* _GIVEN PASSAGE_
○ ○ ○ ○ ○

The Sunshine Coast Line reached Great Bentley in 1866 and has contributed greatly towards the growth of the village ever since, effectively making Great Bentley a commuter village. It was the only form of public transport in the village from 1866 up until 2010 – the year in which a new local bus service to Colchester was launched, which may explain the high patronage for a village station. The station is used by commuters from within the village and from neighbouring towns and villages such as Brightlingsea, Frating, St Osyth and Thorrington.

==Saint Mary's Church==
The church of St Mary the Virgin dates back to the 11th century, and was built by the Normans. The tower was added some 200 years later, and has recently undergone a £100,000 restoration project. The church itself is constructed from stone and flint, and still has its original door (the oldest surviving church door in the country), although it is no longer in use.

○ ○ ○ ○ ○

* _MATERIAL PROVIDED_
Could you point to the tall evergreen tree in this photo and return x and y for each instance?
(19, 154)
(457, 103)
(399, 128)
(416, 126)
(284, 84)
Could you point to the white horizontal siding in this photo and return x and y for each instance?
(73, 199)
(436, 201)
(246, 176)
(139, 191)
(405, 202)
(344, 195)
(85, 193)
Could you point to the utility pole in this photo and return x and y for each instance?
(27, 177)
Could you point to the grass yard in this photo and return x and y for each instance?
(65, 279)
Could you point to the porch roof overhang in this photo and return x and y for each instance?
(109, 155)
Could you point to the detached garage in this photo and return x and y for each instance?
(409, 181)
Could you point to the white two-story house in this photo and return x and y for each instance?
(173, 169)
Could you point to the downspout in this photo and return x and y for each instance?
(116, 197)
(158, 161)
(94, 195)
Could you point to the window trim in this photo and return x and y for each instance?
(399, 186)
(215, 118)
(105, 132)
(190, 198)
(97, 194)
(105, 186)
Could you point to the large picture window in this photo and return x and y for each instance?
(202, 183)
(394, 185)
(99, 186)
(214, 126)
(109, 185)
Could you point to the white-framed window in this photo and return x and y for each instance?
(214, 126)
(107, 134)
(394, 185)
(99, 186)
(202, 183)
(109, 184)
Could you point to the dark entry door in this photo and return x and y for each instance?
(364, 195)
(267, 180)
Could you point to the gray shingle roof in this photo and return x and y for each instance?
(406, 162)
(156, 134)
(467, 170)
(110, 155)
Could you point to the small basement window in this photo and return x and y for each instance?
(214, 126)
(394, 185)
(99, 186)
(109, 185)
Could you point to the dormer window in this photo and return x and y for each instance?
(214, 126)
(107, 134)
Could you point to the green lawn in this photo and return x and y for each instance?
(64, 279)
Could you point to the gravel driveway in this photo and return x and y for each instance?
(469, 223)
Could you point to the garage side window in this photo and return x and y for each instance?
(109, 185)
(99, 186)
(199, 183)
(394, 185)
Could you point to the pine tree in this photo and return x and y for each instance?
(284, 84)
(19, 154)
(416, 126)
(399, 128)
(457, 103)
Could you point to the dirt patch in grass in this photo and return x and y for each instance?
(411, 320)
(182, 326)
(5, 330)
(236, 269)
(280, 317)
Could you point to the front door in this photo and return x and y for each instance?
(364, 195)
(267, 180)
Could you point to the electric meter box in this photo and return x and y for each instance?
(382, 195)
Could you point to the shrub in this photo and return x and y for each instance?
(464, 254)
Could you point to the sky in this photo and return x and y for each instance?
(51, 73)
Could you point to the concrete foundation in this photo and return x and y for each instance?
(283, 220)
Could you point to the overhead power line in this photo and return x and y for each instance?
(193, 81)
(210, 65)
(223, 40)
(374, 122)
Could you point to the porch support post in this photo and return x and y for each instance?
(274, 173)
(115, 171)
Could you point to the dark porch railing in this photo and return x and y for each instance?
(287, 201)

○ ○ ○ ○ ○

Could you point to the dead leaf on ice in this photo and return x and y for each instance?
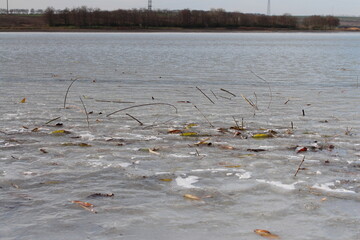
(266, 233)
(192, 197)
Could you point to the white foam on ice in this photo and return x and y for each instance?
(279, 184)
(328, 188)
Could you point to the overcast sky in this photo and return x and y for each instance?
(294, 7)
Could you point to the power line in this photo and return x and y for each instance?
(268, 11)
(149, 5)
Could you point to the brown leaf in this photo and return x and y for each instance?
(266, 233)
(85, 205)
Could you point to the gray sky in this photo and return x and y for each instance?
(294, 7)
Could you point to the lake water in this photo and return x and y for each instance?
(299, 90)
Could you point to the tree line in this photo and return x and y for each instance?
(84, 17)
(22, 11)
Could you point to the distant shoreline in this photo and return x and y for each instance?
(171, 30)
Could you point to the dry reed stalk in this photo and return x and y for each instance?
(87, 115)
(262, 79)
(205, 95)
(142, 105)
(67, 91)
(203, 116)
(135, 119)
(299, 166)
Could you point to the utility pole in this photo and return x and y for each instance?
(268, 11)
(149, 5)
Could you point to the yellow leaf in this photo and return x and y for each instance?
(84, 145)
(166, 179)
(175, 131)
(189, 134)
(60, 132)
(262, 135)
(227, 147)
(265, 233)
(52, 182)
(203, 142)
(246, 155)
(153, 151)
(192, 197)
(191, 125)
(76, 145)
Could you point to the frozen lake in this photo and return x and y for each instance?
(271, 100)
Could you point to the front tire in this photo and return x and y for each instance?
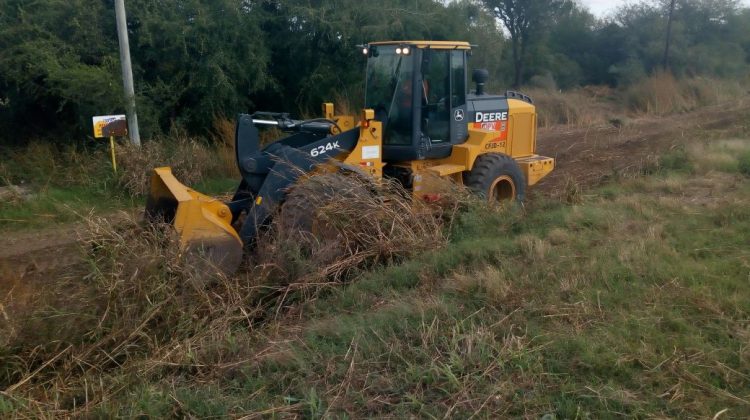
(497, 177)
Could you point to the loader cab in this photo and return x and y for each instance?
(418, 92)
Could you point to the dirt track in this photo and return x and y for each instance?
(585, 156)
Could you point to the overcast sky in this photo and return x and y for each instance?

○ ○ ○ ○ ○

* _TASKS_
1. State whether each of the following statements agrees with the passage on Great Bentley, answering yes or no and quoting the words of the passage that decide it. (a) A local bus service to Colchester began in 2010. (b) The tower of St Mary the Virgin was built at the same time as the church. (c) The church's original door is still in use.
2. Go on with the passage on Great Bentley, picking up after its last sentence.
The lines play no part in the tasks that concern the passage on Great Bentley.

* _ANSWERS BELOW_
1.
(a) Yes: "up until 2010 – the year in which a new local bus service to Colchester was launched"
(b) No: "The tower was added some 200 years later"
(c) No: "although it is no longer in use"

2.
==Aingers Green==
Aingers Green is a hamlet to the south of the village of Great Bentley. In Plough Lane stands Tom Swallow Cottage, a Grade II listed 17th-century building. Nikolaus Pevsner in his survey of Essex highlighted the Old School House from 1887 by E. Geldart and J. R. Vining. In 2010, an archaeological dig was conducted in St. Mary's Road as part of a housing development, which revealed that the land had been in use since the 13th century but not continuous occupation.